Express each line of the material below as a JSON list of strings, with one string per line and blank lines omitted.

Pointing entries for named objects
# # #
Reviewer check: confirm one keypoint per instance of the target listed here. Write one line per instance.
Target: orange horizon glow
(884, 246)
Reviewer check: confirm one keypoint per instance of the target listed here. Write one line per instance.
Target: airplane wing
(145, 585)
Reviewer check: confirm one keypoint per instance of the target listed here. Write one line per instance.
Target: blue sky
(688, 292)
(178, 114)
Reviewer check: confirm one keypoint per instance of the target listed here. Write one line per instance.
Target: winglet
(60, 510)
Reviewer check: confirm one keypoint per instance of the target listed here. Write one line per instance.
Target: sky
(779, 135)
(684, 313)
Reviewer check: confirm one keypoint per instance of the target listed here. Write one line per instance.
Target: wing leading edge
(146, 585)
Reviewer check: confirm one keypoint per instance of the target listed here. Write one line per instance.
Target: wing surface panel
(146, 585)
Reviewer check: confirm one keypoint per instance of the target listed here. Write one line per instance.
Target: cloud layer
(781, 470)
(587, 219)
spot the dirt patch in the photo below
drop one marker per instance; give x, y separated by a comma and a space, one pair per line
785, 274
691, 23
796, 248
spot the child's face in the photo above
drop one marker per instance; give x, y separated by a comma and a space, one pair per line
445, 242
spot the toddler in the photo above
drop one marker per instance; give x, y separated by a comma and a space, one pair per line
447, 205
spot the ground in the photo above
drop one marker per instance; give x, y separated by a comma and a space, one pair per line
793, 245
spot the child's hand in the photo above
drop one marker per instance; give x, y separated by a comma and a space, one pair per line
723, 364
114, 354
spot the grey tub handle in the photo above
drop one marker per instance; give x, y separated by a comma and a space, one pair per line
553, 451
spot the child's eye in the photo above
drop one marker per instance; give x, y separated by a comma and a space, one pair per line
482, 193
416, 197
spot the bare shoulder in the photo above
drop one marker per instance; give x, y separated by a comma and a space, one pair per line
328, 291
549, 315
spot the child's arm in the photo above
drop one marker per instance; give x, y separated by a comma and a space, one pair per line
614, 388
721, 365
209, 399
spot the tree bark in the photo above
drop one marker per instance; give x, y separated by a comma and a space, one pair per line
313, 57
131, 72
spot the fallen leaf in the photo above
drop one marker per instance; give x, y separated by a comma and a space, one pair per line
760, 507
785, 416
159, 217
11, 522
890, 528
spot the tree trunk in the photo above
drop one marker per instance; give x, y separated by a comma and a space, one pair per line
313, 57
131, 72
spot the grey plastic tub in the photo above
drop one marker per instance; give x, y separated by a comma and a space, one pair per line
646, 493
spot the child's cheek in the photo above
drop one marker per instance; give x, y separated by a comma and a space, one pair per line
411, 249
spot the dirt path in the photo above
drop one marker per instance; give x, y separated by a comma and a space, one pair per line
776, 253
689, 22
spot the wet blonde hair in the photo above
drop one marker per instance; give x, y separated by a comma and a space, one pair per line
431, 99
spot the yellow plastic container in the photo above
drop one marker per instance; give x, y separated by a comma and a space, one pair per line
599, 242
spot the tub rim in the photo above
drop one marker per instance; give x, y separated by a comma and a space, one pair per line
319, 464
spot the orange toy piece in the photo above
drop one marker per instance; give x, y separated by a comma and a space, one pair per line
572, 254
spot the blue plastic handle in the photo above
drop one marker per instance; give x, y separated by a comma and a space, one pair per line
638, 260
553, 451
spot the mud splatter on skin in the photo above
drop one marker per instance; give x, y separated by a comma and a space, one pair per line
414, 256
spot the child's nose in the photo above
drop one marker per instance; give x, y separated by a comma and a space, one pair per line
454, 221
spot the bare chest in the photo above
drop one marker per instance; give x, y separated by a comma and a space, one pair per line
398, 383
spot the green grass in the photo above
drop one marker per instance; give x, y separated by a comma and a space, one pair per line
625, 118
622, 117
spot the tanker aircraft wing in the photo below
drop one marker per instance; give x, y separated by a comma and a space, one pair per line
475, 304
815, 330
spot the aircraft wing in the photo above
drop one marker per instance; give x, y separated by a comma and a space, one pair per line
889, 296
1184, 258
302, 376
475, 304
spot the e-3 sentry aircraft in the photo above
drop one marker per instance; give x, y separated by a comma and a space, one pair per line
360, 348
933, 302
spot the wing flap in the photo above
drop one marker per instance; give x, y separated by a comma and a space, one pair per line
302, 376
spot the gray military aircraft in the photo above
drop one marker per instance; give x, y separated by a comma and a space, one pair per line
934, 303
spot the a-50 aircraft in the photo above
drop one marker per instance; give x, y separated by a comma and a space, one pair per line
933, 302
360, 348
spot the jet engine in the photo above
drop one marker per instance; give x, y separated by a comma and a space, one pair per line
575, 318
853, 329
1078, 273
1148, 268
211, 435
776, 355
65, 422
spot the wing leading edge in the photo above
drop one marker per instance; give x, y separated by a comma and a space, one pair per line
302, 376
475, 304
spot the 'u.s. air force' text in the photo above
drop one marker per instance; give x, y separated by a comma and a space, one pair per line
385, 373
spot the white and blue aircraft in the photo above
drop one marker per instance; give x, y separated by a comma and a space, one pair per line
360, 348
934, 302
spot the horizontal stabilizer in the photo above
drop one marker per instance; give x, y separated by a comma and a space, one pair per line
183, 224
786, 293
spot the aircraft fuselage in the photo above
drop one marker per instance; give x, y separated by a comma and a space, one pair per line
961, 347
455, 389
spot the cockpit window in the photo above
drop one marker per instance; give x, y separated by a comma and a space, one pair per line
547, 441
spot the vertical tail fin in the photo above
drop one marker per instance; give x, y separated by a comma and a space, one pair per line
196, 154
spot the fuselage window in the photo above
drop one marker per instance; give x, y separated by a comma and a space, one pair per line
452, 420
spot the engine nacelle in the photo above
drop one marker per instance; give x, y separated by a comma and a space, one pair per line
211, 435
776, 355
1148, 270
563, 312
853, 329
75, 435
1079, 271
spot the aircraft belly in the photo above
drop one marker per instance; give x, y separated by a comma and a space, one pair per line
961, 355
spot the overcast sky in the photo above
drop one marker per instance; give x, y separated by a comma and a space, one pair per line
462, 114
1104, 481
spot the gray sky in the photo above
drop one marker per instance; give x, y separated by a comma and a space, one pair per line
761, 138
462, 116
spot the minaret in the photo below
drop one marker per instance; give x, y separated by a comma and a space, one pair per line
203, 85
# # #
→ PROBLEM SOLUTION:
[
  "Reviewer check: confirm one keypoint per instance of the target listed here. Write one line per instance.",
  "Target: orange horizon glow",
  "(884, 246)",
  "Reviewer check: confirm one keypoint per instance of the target listed here. Write one line per instance.",
  "Target: airplane wing",
  "(145, 585)",
  "Reviewer check: confirm one keypoint per instance of the target listed here. Write one line per instance.",
  "Target: blue sky",
  "(688, 292)",
  "(178, 114)",
  "Reviewer check: confirm one keypoint per instance of the target listed here. Write one line per instance.",
  "Target: winglet",
  "(60, 510)",
  "Reviewer check: confirm one keypoint per instance of the target listed here. Write one line per instance.",
  "Target: sky",
  "(779, 135)",
  "(684, 313)",
  "Reviewer check: confirm one keypoint per instance of the target listed here. Write one line per instance.",
  "Target: wing leading edge",
  "(146, 585)",
  "Reviewer check: confirm one keypoint per instance of the target listed here. Write one line per instance.",
  "Target: wing surface panel",
  "(146, 585)",
  "Reviewer check: confirm one keypoint per instance of the target listed here. Write one line per instance.",
  "Target: cloud layer",
  "(781, 470)",
  "(587, 219)",
  "spot the dirt patch in the photo below",
  "drop one marker per instance; give x, y separated by a comma and a space, one pair per line",
  "785, 274",
  "691, 23",
  "796, 248",
  "spot the child's face in the photo above",
  "drop one marker per instance; give x, y separated by a comma and a space, one pair per line",
  "445, 242",
  "spot the toddler in the photo above",
  "drop one marker per instance; give x, y separated by a comma and a space, one pair per line",
  "447, 205",
  "spot the ground in the photo above",
  "drop one marker per instance; give x, y separated by a comma and a space, one pair per line",
  "793, 245",
  "spot the child's hand in the photo above",
  "drop one marker per instance; give x, y separated by a comma and a space, one pair per line",
  "723, 364",
  "114, 354",
  "spot the grey tub handle in the photo above",
  "drop one marker per instance; give x, y separated by a comma and a space, one pair per line",
  "553, 451",
  "spot the child's eye in the photo above",
  "drop one marker per instance; give x, y separated by a comma and a space, one pair per line",
  "482, 193",
  "416, 197",
  "spot the bare shoulder in the photo above",
  "drop one marker per instance; give x, y separated by a comma and a space, one pair per line",
  "328, 291",
  "549, 315",
  "spot the child's arm in the photo above",
  "drop one marker per instance; give x, y separated by a comma and a space, one pair per line",
  "614, 388",
  "721, 365",
  "209, 399",
  "spot the tree bark in the photo above",
  "drop one marker per instance; give x, y separated by a comma and a space, one pair per line",
  "313, 57",
  "131, 72",
  "spot the fallen leaf in the photo above",
  "drop one marker per instance; give x, y separated by a comma and a space, one pair per line",
  "760, 507",
  "785, 416",
  "159, 217",
  "11, 522",
  "890, 528",
  "spot the tree trunk in the photo above",
  "drop one marker per instance; give x, y separated by a comma and a space, one pair per line",
  "313, 57",
  "131, 72",
  "spot the grey plastic tub in the photo above",
  "drop one marker per instance; give x, y separated by a comma and a space, one pair per line",
  "646, 493",
  "spot the child's cheek in the photo above",
  "drop one marker per instance; give x, y separated by a comma and a space, one pair per line",
  "411, 249",
  "spot the dirt path in the photo above",
  "drop one marker per instance; give x, y separated by a comma and a space, one pair per line",
  "776, 253",
  "689, 22",
  "spot the wet blonde hair in the photo above",
  "drop one marker per instance; give x, y separated by a comma and a space, one pair per line",
  "431, 99",
  "spot the yellow plastic container in the photo above",
  "drop one marker per instance; give x, y separated by a comma and a space, one pair per line",
  "599, 242",
  "spot the tub rim in the photo above",
  "drop one marker per instance; give x, y separated by a comma and a space, one pair per line",
  "319, 464",
  "spot the orange toy piece in the photo above",
  "drop one marker per instance; give x, y separated by a comma and a space, one pair per line",
  "572, 254",
  "spot the blue plastic handle in the photo above",
  "drop one marker per instance; give x, y separated by a comma and a space, one pair per line",
  "638, 260",
  "553, 451",
  "spot the mud splatter on skin in the photo above",
  "drop one marker per instance; give x, y separated by a comma and a space, one pair per line",
  "414, 256",
  "spot the child's nose in the photo above",
  "drop one marker per instance; give x, y separated by a comma and a space, one pair per line",
  "454, 221",
  "spot the bare chest in the photo above",
  "drop one marker per instance; give x, y separated by a comma and a space, one pair per line",
  "398, 383",
  "spot the green grass in the photo above",
  "drop one marker per instance; give x, y separated by a comma and a space, one pair per line",
  "625, 118",
  "622, 117",
  "spot the tanker aircraft wing in the photo below",
  "drop one marker per instance; give x, y separated by a comma and a space, one pair per line",
  "475, 304",
  "815, 330",
  "spot the aircraft wing in the photo above",
  "drop one marker per instance; give x, y separated by a comma and a space, one pair per line",
  "889, 296",
  "1184, 258",
  "302, 376",
  "475, 304",
  "spot the e-3 sentry aircraft in the photo above",
  "drop one marker per instance; give x, y separated by a comma and a space, one pair per line",
  "360, 348",
  "933, 302",
  "spot the wing flap in the photo above",
  "drop one marker per instance; give x, y separated by a comma and a space, one pair per line",
  "302, 376",
  "spot the gray military aircraft in the photo above",
  "drop one marker per instance; give x, y separated by a comma and a space, one pair per line",
  "934, 303",
  "spot the a-50 aircraft in the photo above",
  "drop one marker per instance; give x, y separated by a comma and a space, one pair per line",
  "933, 302",
  "360, 348",
  "spot the jet engine in the photo above",
  "drop one marker per instance; give x, y separated by a comma and a space, one pair per line",
  "575, 318",
  "853, 329",
  "1078, 273",
  "1148, 268",
  "211, 435",
  "776, 355",
  "65, 422",
  "spot the wing leading edge in the photo above",
  "drop one marker per instance; give x, y separated by a comma and a space, one pair per line",
  "302, 376",
  "475, 304",
  "spot the 'u.s. air force' text in the photo above",
  "drop one marker per instance; give x, y separated by a comma and a space, one pair per line",
  "385, 373",
  "spot the white and blue aircraft in the photo above",
  "drop one marker per instance; give x, y separated by a comma and a space, one pair per line",
  "360, 348",
  "934, 302",
  "spot the horizontal stabilizer in the photo above",
  "drop one marker per instance; give x, y separated by a comma and a space, one pair per line",
  "183, 224",
  "786, 293",
  "spot the aircraft fuselage in the photo above",
  "drop one marker per instance; give x, y separated by a comma and a space, one pair per line",
  "961, 347",
  "455, 389",
  "spot the cockpit window in the photo above",
  "drop one marker per instance; give x, y separated by a comma and a space, one pair per line",
  "547, 441",
  "spot the vertical tail fin in the photo above",
  "drop one marker per instance; give x, y separated by a comma and a space, one pair per line",
  "196, 154",
  "spot the fuselage window in the photo above",
  "drop one marker per instance; give x, y separated by a comma and a space, one pair per line",
  "452, 420",
  "spot the engine nacelle in the photo above",
  "drop one marker per instance; give x, y separated by a comma and a space, one pair per line",
  "211, 435",
  "776, 355",
  "1148, 270",
  "563, 312",
  "853, 329",
  "75, 435",
  "1079, 271",
  "spot the aircraft belly in the photo above",
  "drop one marker per instance; give x, y separated by a comma and a space, one pair per line",
  "961, 355",
  "spot the overcast sky in the photo above",
  "drop one marker per instance; give x, y separated by a comma and a space, one pair per line",
  "462, 114",
  "1104, 481",
  "spot the gray sky in the photo above",
  "drop one marker per instance; give x, y separated by a comma and a space, one pair per line",
  "761, 138",
  "462, 116",
  "spot the minaret in the photo below",
  "drop one marker per instance; give x, y separated by a comma and a space, one pair per line",
  "203, 85"
]